* _WHAT NEEDS TO BE DONE_
Can you repeat all of the material below word for word, leaving the pictures out?
-- Start RECORDED INFORMATION --
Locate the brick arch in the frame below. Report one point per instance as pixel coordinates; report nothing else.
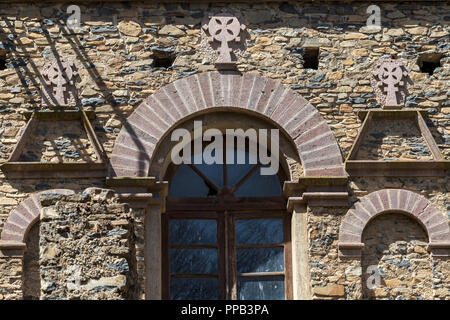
(394, 200)
(158, 114)
(24, 216)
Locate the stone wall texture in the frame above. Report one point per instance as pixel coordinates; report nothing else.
(88, 239)
(121, 50)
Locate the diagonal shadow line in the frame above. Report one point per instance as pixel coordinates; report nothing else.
(92, 72)
(23, 65)
(97, 78)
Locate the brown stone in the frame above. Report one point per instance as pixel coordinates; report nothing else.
(129, 28)
(332, 290)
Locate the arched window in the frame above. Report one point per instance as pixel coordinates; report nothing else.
(226, 232)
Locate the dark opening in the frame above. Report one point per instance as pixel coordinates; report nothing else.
(311, 58)
(2, 60)
(163, 59)
(429, 62)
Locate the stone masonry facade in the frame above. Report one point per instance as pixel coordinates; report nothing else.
(142, 71)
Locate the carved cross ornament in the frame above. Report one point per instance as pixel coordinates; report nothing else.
(224, 37)
(58, 87)
(389, 79)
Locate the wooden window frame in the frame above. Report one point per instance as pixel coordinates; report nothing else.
(227, 272)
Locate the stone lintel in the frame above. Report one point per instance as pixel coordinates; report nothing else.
(397, 168)
(149, 184)
(12, 249)
(350, 250)
(391, 113)
(318, 191)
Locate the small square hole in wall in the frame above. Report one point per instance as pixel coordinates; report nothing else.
(311, 58)
(2, 59)
(163, 59)
(429, 62)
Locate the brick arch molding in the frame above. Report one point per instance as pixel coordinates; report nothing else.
(395, 200)
(24, 216)
(159, 113)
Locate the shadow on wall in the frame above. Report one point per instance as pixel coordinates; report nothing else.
(395, 247)
(31, 269)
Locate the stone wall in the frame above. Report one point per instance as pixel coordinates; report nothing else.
(87, 238)
(117, 60)
(120, 51)
(395, 251)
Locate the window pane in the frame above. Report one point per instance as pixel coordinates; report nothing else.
(193, 261)
(259, 231)
(261, 288)
(186, 183)
(258, 185)
(214, 172)
(236, 171)
(260, 260)
(194, 289)
(193, 231)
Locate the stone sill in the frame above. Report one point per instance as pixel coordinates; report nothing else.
(59, 114)
(397, 168)
(307, 183)
(37, 170)
(150, 184)
(391, 114)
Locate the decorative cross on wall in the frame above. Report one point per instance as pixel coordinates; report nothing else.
(58, 87)
(224, 35)
(389, 82)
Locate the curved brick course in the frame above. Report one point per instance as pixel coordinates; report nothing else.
(24, 216)
(158, 113)
(394, 200)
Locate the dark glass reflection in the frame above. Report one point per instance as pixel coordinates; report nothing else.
(260, 260)
(237, 171)
(186, 183)
(193, 231)
(261, 288)
(259, 231)
(258, 185)
(194, 289)
(194, 261)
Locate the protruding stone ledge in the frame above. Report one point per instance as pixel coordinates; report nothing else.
(317, 191)
(139, 192)
(12, 249)
(350, 250)
(439, 249)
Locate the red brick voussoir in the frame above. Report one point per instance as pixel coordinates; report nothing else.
(394, 200)
(245, 92)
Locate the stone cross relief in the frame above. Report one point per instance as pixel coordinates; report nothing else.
(225, 39)
(389, 80)
(58, 87)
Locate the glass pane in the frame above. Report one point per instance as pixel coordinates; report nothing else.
(236, 171)
(194, 261)
(186, 183)
(258, 185)
(261, 288)
(191, 231)
(194, 289)
(260, 260)
(214, 171)
(259, 231)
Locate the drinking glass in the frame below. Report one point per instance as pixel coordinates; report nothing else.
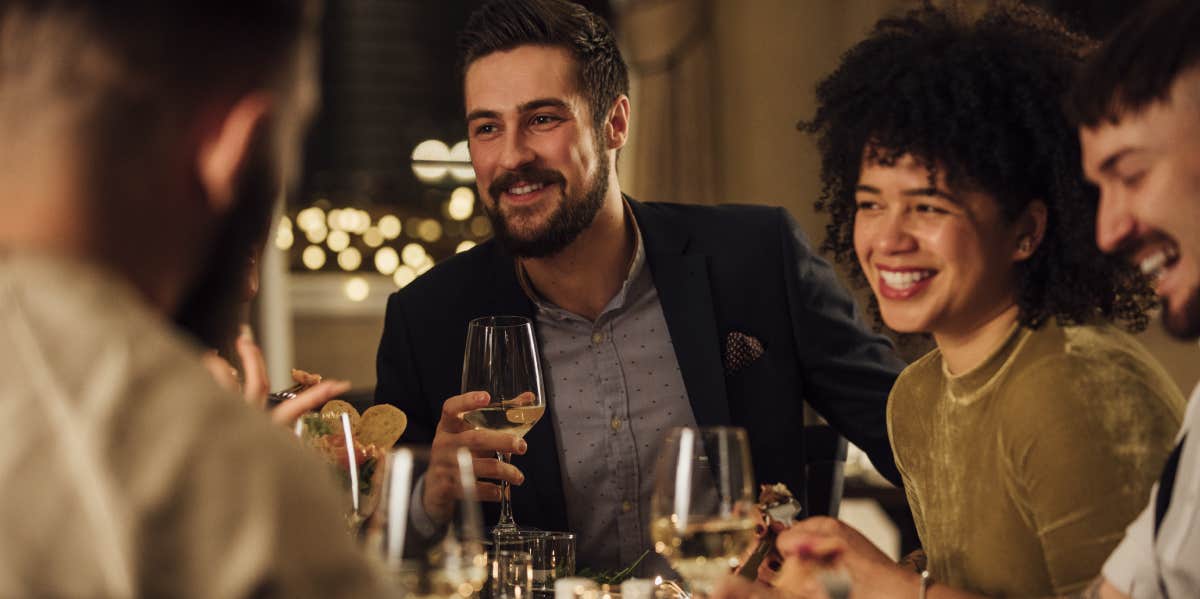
(450, 565)
(502, 359)
(702, 515)
(511, 573)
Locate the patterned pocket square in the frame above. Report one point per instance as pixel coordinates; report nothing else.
(741, 351)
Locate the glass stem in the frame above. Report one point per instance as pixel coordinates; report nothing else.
(505, 526)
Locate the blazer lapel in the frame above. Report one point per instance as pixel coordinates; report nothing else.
(687, 298)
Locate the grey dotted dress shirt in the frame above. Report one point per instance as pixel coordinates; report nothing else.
(616, 390)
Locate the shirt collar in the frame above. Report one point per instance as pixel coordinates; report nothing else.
(630, 289)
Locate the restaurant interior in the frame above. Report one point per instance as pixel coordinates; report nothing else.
(718, 87)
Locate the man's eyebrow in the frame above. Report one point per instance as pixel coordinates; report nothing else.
(928, 191)
(483, 114)
(533, 105)
(917, 192)
(1111, 161)
(544, 102)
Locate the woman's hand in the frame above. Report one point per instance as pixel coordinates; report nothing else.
(820, 543)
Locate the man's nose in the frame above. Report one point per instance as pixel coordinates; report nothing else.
(516, 151)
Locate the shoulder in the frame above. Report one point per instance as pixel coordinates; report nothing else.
(918, 381)
(1089, 373)
(1085, 359)
(454, 275)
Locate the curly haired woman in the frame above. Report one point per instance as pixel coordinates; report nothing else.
(1031, 436)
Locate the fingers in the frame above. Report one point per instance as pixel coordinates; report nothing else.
(307, 401)
(526, 399)
(487, 492)
(256, 385)
(496, 469)
(454, 408)
(225, 375)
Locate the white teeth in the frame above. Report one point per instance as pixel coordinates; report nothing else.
(905, 280)
(526, 189)
(1152, 264)
(1155, 265)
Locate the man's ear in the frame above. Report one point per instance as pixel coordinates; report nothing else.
(617, 129)
(1031, 228)
(226, 141)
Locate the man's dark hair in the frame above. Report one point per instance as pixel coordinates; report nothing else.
(125, 79)
(505, 24)
(979, 101)
(1139, 63)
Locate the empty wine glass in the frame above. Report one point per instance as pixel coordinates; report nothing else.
(453, 564)
(702, 514)
(502, 359)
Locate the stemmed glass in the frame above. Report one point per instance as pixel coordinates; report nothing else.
(502, 359)
(702, 514)
(450, 565)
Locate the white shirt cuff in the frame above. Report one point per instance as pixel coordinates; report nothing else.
(1131, 568)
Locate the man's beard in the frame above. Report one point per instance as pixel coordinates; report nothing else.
(215, 303)
(573, 216)
(1185, 322)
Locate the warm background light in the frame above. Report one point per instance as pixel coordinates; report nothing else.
(387, 261)
(316, 234)
(339, 240)
(349, 258)
(285, 238)
(357, 288)
(403, 275)
(430, 150)
(461, 153)
(430, 231)
(372, 238)
(462, 203)
(413, 255)
(389, 226)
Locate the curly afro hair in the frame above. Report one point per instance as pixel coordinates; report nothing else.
(977, 100)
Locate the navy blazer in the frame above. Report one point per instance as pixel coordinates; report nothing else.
(717, 269)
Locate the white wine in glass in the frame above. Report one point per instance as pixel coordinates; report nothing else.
(502, 359)
(702, 517)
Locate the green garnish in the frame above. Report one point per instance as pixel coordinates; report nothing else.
(612, 577)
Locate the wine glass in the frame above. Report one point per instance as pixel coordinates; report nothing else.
(702, 514)
(502, 359)
(450, 565)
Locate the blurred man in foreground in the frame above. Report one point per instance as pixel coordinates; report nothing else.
(143, 143)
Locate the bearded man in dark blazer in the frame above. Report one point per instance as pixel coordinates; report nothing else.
(648, 316)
-- End RECORDED INFORMATION --
* _OUTPUT_
Locate the brick arch in the frame below. Report one point per instance as pixel coordinates; report nothing else.
(394, 200)
(158, 114)
(24, 216)
Locate the stone wall texture in the frame above. Report one point per instance as pixel coordinates; report nothing else.
(88, 239)
(121, 50)
Locate the diagonal shadow line in the frame above. Report one point per instance as pixel coordinates; report nothing else.
(92, 72)
(23, 65)
(97, 78)
Locate the brown stone in the frame above. Report one point per instance as pixel coordinates; report nothing else.
(129, 28)
(332, 290)
Locate the arched window in the frame above. Report one point per instance as pixel coordinates; report nothing else.
(226, 232)
Locate the dark opening in the frame above. Report one point per instance as pixel coordinates; report nothing else.
(311, 58)
(2, 60)
(163, 59)
(429, 62)
Locate the stone masonry facade in the frame above. Report one point per instance as pixel coordinates; report nothing else.
(142, 71)
Locate the carved cross ornament in the frame above. Report one point per instance as pixel coordinates; report nothing else.
(224, 37)
(58, 87)
(389, 79)
Locate the wooden window frame in the frame above. Report one point per instance as pixel coordinates; report nothing else.
(227, 272)
Locate the stone lintel in the frame above. Report one point per instance as pixel coordinates; report nothing else.
(397, 168)
(149, 184)
(12, 249)
(350, 250)
(391, 113)
(318, 191)
Locate the small square hole in wall in the frame above. Report one point per instance as pixel coordinates; report nothing else.
(311, 58)
(2, 59)
(163, 59)
(429, 62)
Locate the brick arch molding in the frame above. Report one point per instance as pixel coordinates; report nothing else.
(395, 200)
(24, 216)
(159, 113)
Locate the shadow on wall in the frame above. Report one point per instance as pixel coordinates; report nothing else.
(395, 247)
(31, 269)
Locate the stone wall in the frame above. Report one point per instance as pixel coordinates; report nothing else.
(87, 238)
(117, 60)
(120, 51)
(395, 251)
Locate the window pane in the frame above. Report one point per instance as pixel coordinates; report nothing else.
(193, 261)
(259, 231)
(261, 288)
(186, 183)
(258, 185)
(214, 172)
(236, 171)
(260, 260)
(194, 289)
(193, 231)
Locate the stone sill in the frame above. Report one point per instance as pixel coordinates; report nothing else.
(59, 114)
(397, 168)
(307, 183)
(37, 170)
(150, 184)
(391, 114)
Locate the decorative cross on wall in the frame above. Report one point per instance as pixel coordinates; report nothing else.
(58, 87)
(224, 35)
(389, 82)
Locate the curved brick course in the frame above. Report one point per instance as pixel coordinates; report nothing else.
(24, 216)
(158, 113)
(394, 200)
Locate the dark glass reflection in the frame above. Report one point per instance as pixel coordinates; report nothing else.
(260, 260)
(237, 171)
(186, 183)
(193, 231)
(261, 288)
(259, 231)
(258, 185)
(194, 289)
(194, 261)
Locate the protruding stone ledge in the frame above. Report one point per instance as pixel coordinates; report nothing else.
(317, 191)
(139, 192)
(12, 249)
(350, 250)
(439, 249)
Locate the red brick voussoir in the frame above. Report one point per instance as pixel coordinates; report nothing else.
(394, 200)
(245, 92)
Locate the stone cross relief in the frame above. Report one point per instance as pixel coordinates; report nothing else.
(225, 39)
(389, 80)
(58, 87)
Locate the glass pane in the frame above. Report one point per instance as pixel coordinates; report nothing else.
(236, 171)
(194, 261)
(186, 183)
(258, 185)
(261, 288)
(191, 231)
(194, 289)
(260, 260)
(214, 171)
(259, 231)
Locate the drinking glass in the frame below. Report one point per instance as pixel coordinates; report nothing else.
(450, 565)
(502, 359)
(702, 515)
(511, 573)
Locate the patterned pocket square in the frame above. Report one point per instance as pixel coordinates; report nothing else.
(741, 351)
Locate the glass stem in the frame above. Report one point per instance as pixel coordinates; report nothing else.
(505, 526)
Locate the blazer lapel in the frame above. Report one point per instance as pixel coordinates; report nothing else.
(687, 298)
Locate the grey dotted dress shirt in the frame above. Report one point per instance as pixel coordinates; report nothing else.
(616, 390)
Locate the shirt collar in the frame above. Report one point per instance as pixel coordinates; report nothing else.
(630, 289)
Locate the restaurant interior in the frame above. Report one point per instance as pixel coordinates; report nothing else.
(718, 87)
Locate the man's eyebrow in the frame above. Report one point per instance as pixel coordinates; report nothing else.
(928, 191)
(483, 114)
(533, 105)
(917, 192)
(1111, 161)
(544, 102)
Locate the woman's hand in the frame above. Report one point per instance as pixel coordinates; report nothing else.
(820, 543)
Locate the man's nose in the frame above. Report one point per instance as pixel coordinates; report nothing else.
(516, 151)
Locate the shoulder in the frame above. Report one point per instance as pixel coordinates; report nothing else.
(918, 381)
(1089, 373)
(1085, 359)
(454, 275)
Locate the curly haired woman in the frame above. Report one point per instance as pixel coordinates; report nothing else.
(1031, 436)
Locate the fingers in the frame above. Report one point per instance as pixel coordinates; report nothing else.
(307, 401)
(526, 399)
(487, 492)
(256, 385)
(496, 469)
(454, 408)
(225, 375)
Locate the white teeth in the frame above. Report one point per instance as pixel coordinates; report nothing else.
(905, 280)
(526, 189)
(1152, 264)
(1155, 265)
Locate the man's ear in the frame above. Report one point per instance as pixel coordinates; report nothing else.
(617, 129)
(1031, 228)
(226, 141)
Locate the man's dark hair in the frame above. Report one point per instance as pixel coordinates; report nothing else.
(125, 79)
(505, 24)
(979, 101)
(1139, 63)
Locate the empty wine glass in the frame above. Report one point per instance as pixel coordinates; report nothing else.
(453, 564)
(702, 514)
(502, 359)
Locate the stemmed glass in the frame above. Report one point per instance as pixel coordinates; report nothing else.
(502, 359)
(702, 514)
(450, 565)
Locate the white shirt cuff in the frame above. Report one point per instance as pixel coordinates; report nothing else.
(1131, 568)
Locate the man's beard in the frame above. Report one point per instance as pixel coordinates; report nothing else.
(215, 303)
(573, 216)
(1185, 322)
Locate the warm background light in the frame above. Report one point per instance as pixel coordinates; report nothing else.
(387, 261)
(316, 234)
(339, 240)
(349, 258)
(285, 238)
(357, 288)
(403, 275)
(430, 150)
(461, 153)
(430, 231)
(372, 238)
(462, 203)
(413, 255)
(389, 226)
Locate the curly afro hair in the frame above. Report one point per instance as pixel coordinates; report nothing else.
(977, 100)
Locate the navy blazer in the frame above. Report one point per instance as pixel coordinates; report nothing else.
(717, 269)
Locate the white wine in glass in the frame above. Report one point per instance as pixel coordinates; report nothing else.
(502, 359)
(702, 517)
Locate the green garnish in the frame above. Report one point per instance as pixel coordinates; report nothing else.
(612, 577)
Locate the wine glass in the frame above. Report one point per instance as pixel coordinates; report nothing else.
(702, 514)
(502, 359)
(450, 565)
Locate the blurred man in foreground in the frame above. Report one point per instance as pixel coordinates; report nothing else.
(143, 143)
Locate the bearded man in dark blazer in the frame above. Report one point per instance as pixel coordinates; report nothing else.
(648, 316)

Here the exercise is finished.